Exercise requirements: Having read the data, transcribe all of it without deviation.

#### Information shown ####

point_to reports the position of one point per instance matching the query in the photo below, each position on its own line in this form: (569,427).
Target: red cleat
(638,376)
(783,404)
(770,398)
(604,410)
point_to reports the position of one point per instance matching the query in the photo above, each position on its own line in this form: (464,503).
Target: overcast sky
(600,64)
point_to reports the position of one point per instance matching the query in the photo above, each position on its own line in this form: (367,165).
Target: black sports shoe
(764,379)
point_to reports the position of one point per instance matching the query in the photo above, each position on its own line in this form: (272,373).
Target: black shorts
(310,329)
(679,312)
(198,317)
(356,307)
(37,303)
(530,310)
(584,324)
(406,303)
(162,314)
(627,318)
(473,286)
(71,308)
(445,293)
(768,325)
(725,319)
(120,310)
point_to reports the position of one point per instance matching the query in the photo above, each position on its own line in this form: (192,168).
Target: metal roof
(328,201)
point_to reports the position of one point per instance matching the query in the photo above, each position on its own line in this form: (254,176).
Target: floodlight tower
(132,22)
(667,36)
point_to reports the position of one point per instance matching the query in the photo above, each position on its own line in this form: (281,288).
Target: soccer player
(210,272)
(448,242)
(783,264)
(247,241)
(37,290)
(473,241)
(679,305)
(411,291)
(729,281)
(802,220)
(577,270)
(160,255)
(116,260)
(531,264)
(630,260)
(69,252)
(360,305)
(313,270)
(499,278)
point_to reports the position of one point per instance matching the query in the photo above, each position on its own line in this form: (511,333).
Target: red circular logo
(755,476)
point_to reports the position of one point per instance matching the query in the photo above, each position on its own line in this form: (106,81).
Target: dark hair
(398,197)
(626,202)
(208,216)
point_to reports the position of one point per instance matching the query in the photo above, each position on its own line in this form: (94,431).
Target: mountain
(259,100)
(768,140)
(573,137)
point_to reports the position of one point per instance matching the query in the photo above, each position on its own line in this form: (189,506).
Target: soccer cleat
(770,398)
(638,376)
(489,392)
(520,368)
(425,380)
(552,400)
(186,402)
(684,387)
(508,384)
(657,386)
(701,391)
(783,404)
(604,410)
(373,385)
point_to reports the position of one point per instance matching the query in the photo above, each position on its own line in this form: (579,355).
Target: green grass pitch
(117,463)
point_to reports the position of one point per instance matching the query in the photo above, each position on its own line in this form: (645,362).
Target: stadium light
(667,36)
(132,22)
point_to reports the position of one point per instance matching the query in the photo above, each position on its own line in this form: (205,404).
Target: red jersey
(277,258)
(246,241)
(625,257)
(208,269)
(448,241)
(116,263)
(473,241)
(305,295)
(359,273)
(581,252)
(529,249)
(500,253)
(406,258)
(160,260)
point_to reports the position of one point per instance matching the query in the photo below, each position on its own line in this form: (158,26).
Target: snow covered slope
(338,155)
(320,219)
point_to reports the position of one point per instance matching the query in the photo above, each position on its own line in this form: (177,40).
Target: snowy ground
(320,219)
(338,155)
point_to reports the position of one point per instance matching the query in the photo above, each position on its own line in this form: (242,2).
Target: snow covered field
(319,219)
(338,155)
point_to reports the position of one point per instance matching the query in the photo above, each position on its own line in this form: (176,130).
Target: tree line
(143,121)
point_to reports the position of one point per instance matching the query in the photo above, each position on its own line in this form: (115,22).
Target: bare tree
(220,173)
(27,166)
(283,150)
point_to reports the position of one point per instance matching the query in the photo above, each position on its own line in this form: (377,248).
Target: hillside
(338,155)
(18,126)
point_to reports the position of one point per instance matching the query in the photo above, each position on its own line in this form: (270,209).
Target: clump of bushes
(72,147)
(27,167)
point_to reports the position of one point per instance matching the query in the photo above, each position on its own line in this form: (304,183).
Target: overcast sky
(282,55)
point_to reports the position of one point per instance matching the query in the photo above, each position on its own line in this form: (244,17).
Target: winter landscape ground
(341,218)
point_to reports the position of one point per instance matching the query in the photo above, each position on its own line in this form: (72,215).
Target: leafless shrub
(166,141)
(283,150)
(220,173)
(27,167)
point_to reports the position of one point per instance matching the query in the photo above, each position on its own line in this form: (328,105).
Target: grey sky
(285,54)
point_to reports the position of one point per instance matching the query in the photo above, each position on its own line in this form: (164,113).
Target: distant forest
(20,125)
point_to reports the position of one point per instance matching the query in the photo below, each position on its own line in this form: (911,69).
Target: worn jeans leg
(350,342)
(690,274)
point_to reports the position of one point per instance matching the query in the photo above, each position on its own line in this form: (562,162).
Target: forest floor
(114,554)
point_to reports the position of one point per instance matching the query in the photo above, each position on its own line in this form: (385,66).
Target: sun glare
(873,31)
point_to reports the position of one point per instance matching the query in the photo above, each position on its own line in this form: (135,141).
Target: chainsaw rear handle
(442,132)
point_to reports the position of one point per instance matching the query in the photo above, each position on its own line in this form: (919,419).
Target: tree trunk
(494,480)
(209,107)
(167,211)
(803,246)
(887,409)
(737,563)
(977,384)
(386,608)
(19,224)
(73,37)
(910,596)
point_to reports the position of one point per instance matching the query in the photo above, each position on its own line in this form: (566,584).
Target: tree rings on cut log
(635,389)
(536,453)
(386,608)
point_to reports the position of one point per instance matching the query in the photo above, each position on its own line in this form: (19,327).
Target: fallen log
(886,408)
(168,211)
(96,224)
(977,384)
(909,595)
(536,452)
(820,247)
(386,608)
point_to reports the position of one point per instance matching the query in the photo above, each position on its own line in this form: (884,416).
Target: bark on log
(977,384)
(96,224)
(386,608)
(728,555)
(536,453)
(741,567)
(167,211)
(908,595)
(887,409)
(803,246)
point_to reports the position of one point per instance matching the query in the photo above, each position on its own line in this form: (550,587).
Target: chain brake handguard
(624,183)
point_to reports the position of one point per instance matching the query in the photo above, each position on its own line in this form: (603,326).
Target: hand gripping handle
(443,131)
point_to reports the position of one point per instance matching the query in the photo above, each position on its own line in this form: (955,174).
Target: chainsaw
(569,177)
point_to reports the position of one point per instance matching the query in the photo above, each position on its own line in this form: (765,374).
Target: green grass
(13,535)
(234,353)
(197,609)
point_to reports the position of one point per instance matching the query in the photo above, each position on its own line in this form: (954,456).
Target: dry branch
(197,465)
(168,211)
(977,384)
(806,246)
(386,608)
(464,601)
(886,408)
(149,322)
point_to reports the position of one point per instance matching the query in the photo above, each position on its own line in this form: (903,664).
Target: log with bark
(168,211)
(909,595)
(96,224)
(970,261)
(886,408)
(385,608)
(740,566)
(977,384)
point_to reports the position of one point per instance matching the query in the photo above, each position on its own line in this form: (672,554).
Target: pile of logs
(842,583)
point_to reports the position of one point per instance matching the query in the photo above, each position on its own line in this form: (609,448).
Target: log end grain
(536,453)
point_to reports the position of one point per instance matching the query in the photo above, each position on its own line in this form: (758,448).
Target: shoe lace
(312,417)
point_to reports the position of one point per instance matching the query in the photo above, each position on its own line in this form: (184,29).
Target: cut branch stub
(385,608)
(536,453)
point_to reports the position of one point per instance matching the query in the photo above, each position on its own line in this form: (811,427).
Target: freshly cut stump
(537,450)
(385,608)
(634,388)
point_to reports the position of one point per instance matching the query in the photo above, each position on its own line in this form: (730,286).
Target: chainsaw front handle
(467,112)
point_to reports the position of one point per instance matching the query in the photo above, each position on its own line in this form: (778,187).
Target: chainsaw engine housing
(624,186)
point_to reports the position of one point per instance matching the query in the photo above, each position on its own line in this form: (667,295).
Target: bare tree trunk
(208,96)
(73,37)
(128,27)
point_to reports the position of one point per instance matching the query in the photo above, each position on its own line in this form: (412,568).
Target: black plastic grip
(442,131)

####

Result of this task:
point_to reports the position of one point per instance matching the query in the photo below, each position on its own line in this form: (569,427).
Target: red cleat
(638,376)
(783,404)
(770,398)
(604,410)
point_to reports the position of one point per instance matching the query in the photo above, each position on its own line in this form: (464,503).
Target: overcast sky
(600,64)
point_to reports the position of one point per instance matching the query in the photo above, each position on its own line in this form: (367,165).
Target: black sports shoe
(764,379)
point_to reports the position of one point per instance matching the query in the photo above, each position on its own line in this form: (272,373).
Target: black shorts
(310,329)
(679,312)
(198,317)
(356,307)
(37,303)
(530,310)
(584,324)
(406,303)
(162,314)
(627,318)
(473,286)
(71,308)
(445,293)
(768,325)
(725,319)
(120,310)
point_to reports the position of one point per instance matching the query in the photo above, each position on its own line in this form: (192,168).
Target: metal roof
(328,201)
point_to reports the position of one point per instance matching the query in the photo above, each position on its own line in this form: (254,176).
Target: floodlight tower
(132,22)
(667,36)
point_to reports the position of one point per instance matching the query in the photo above, each position on its own line in this form: (281,288).
Target: soccer player
(210,272)
(448,242)
(783,264)
(247,241)
(37,290)
(473,241)
(679,305)
(411,291)
(729,281)
(802,220)
(577,270)
(160,255)
(116,260)
(531,264)
(630,260)
(69,252)
(360,305)
(313,270)
(499,278)
point_to reports the position of one point per instance matching the query in the photo above, each position on its own line in this form: (511,333).
Target: red circular logo
(755,476)
point_to reports the position of one point per instance matching the query in the photo above, each position on its own line in this form: (106,81).
Target: dark hair
(398,197)
(626,202)
(208,216)
point_to reports the position of one point per instance matching the query in the photo above, each position on its own line in this form: (94,431).
Target: mountain
(259,100)
(768,140)
(573,137)
point_to reports the position of one point per instance matching the query in the photo above, each position on its own line in this form: (189,506).
Target: soccer cleat
(770,398)
(638,376)
(489,392)
(520,368)
(425,380)
(552,400)
(186,402)
(684,387)
(508,384)
(657,386)
(701,391)
(783,404)
(604,410)
(373,385)
point_to reports the position of one point per instance matching the query in the photo above, each position on its own line in this form: (579,355).
Target: green grass pitch
(117,463)
point_to reports the position of one point per instance matching the query in the photo above, each position on its own line in this form: (645,362).
Target: stadium light
(667,36)
(132,22)
point_to reports the position of one point per instance matching the query in the photo above, each position on its own line in this form: (205,404).
Target: red jersey
(277,258)
(246,241)
(625,257)
(208,269)
(448,241)
(116,263)
(473,241)
(305,295)
(359,273)
(581,252)
(529,249)
(500,253)
(406,258)
(160,260)
point_to reports the position of one point per instance matching the query in the photo below, each position on its own line in this form: (158,26).
Target: snow covered slope
(338,155)
(320,219)
point_to reports the position of one point per instance matching the query in the photo above, each position on its own line in this form: (177,40).
Target: snowy ground
(320,219)
(338,155)
point_to reports the position of one point per instance matching the query in the photo above, each position on its own line in this form: (242,2).
Target: snow covered field
(319,219)
(338,155)
point_to reports the position of one point per instance matching the query in the photo above, each position on its own line in this form: (176,130).
Target: tree line
(143,121)
point_to reports the position of one point per instance matching the query in the photo above, each position on its own line in this form: (115,22).
Target: bare tree
(220,173)
(27,166)
(283,150)
point_to reports the position of one point per instance matching the query in the photo above, each position on its own line in this form: (377,248).
Target: hillside
(338,155)
(18,126)
point_to reports the position of one point per instance matching the query in the photo above, each position on its own line in this form: (270,209).
Target: clump of bushes
(72,147)
(27,167)
point_to reports the position of one point per instance matching the query in the photo above, each position on its own line in this form: (304,183).
Target: overcast sky
(282,55)
point_to reports the position of one point per instance matching the query in the photo above, each position on its own line in this form: (244,17).
Target: winter landscape ground
(341,218)
point_to reports the position of one point per instance matching the query in the photo above, each position on its own line in this form: (72,215).
Target: leafless shrub
(166,141)
(283,150)
(220,173)
(27,167)
point_to reports the position of one point per instance matching the query in the photo above, each position on its own line in this form: (328,105).
Target: grey sky
(285,54)
point_to reports the position of one point per instance matching the query in the photo above, each position on its own line in this form: (164,113).
Target: distant forest
(20,125)
point_to reports the position of one point per instance matching the query in the photo below, each position on its own line in this form: (911,69).
Target: worn jeans leg
(350,342)
(690,274)
point_to reports the position of one point per instance matching the query in the photo above, each position on its own line in this form: (562,162).
Target: forest floor
(114,554)
point_to reports the position of one point per instance matching the query in the photo above, each position on its own line in this form: (385,66).
Target: sun glare
(873,31)
point_to reports the position of one point per instance matching the query in the photo above, each position on its own line in this form: (135,141).
Target: chainsaw rear handle
(442,132)
point_to reports the position of one point per instance matching the query in the photo above, each position on its own line in this form: (919,419).
Target: tree trunk
(494,480)
(209,107)
(167,211)
(803,246)
(887,409)
(737,563)
(977,384)
(386,608)
(19,224)
(73,37)
(910,596)
point_to reports the position of one point per instance matching the query in the photo above, each position on its own line in this form: (566,584).
Target: tree rings on cut log
(635,389)
(536,453)
(386,608)
point_to reports the position of one point per instance matching the query in the photo above, each position on its own line in this form: (19,327).
Target: fallen log
(886,408)
(168,211)
(96,224)
(977,384)
(909,595)
(536,452)
(820,247)
(386,608)
point_to reports the position of one point per instance matching the query in the photo above, each position on its own line in this form: (884,416).
Target: bark on log
(977,384)
(96,224)
(386,608)
(728,555)
(536,453)
(741,567)
(167,211)
(908,595)
(887,409)
(803,246)
point_to reports the position of one point per instance matching the query in the photo above, each position on its own line in this form: (550,587).
Target: chain brake handguard
(624,183)
point_to reports the position of one point per instance matching the query in the photo above, each position on its own line in this form: (603,326).
Target: hand gripping handle
(443,131)
point_to reports the position of one point per instance matching the query in the photo above, each position on its own line in this form: (955,174).
Target: chainsaw
(569,177)
point_to reports the position of one point per instance matching the query in the photo above, each position on its own line in this form: (765,374).
Target: green grass
(13,535)
(234,353)
(197,609)
point_to reports the position of one point per instance matching the query in the photo above, each position on its own line in this form: (954,456).
Target: dry branch
(197,465)
(168,211)
(977,384)
(806,246)
(386,608)
(464,601)
(886,408)
(149,322)
point_to reports the position of one point per instance matching the query in the photo above, each position on its own line in this form: (903,664).
Target: log with bark
(168,211)
(909,595)
(96,224)
(970,261)
(886,408)
(385,608)
(740,566)
(977,384)
point_to reports the position of one point per instance matching the query in the photo above, each position on its own line in this form: (672,554).
Target: pile of logs
(842,583)
point_to reports the position of one point per instance matching the query in the photo above, each position on its own line in this form: (609,448).
Target: log end grain
(536,453)
point_to reports the position of one point per instance matching the query in the photo above, each position on its own line in this form: (758,448).
Target: shoe lace
(312,417)
point_to reports the position of one point per instance matching the query in the photo above, each position on its own line in this form: (184,29).
Target: cut branch stub
(385,608)
(536,453)
point_to reports the position of one point per instance matching the query in the photo above, each position on its own line in this form: (811,427).
Target: freshly cut stump
(537,450)
(385,608)
(634,388)
point_to reports the position of one point per instance matching the query in the photo above, each position on its own line in this form: (730,286).
Target: chainsaw front handle
(467,112)
point_to reports the position of one point per instance matching the query in the photo above, each position on its own line in this form: (778,187).
Target: chainsaw engine housing
(624,186)
point_to reports the position of one point per instance matching the query in the photo above, each position on its own line in this form: (667,295).
Target: bare tree trunk
(208,96)
(73,37)
(128,27)
point_to reports the position of one point per instance matching the query in the photo above, each position on its own line in this form: (412,568).
Target: black plastic grip
(442,131)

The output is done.